- **Goal**
Put the lines below into a JSON list of strings, with one string for each line and any blank lines left out.

- **Record set**
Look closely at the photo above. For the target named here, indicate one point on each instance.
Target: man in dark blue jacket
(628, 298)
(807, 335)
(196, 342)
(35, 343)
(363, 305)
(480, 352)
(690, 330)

- **Full answer**
[
  "Look closely at the photo above. For the target named here, indicate one point on each instance.",
  "Target: man in dark blue jacket",
  "(628, 298)",
  "(807, 335)",
  "(196, 342)",
  "(35, 343)",
  "(363, 305)",
  "(480, 352)",
  "(690, 330)"
]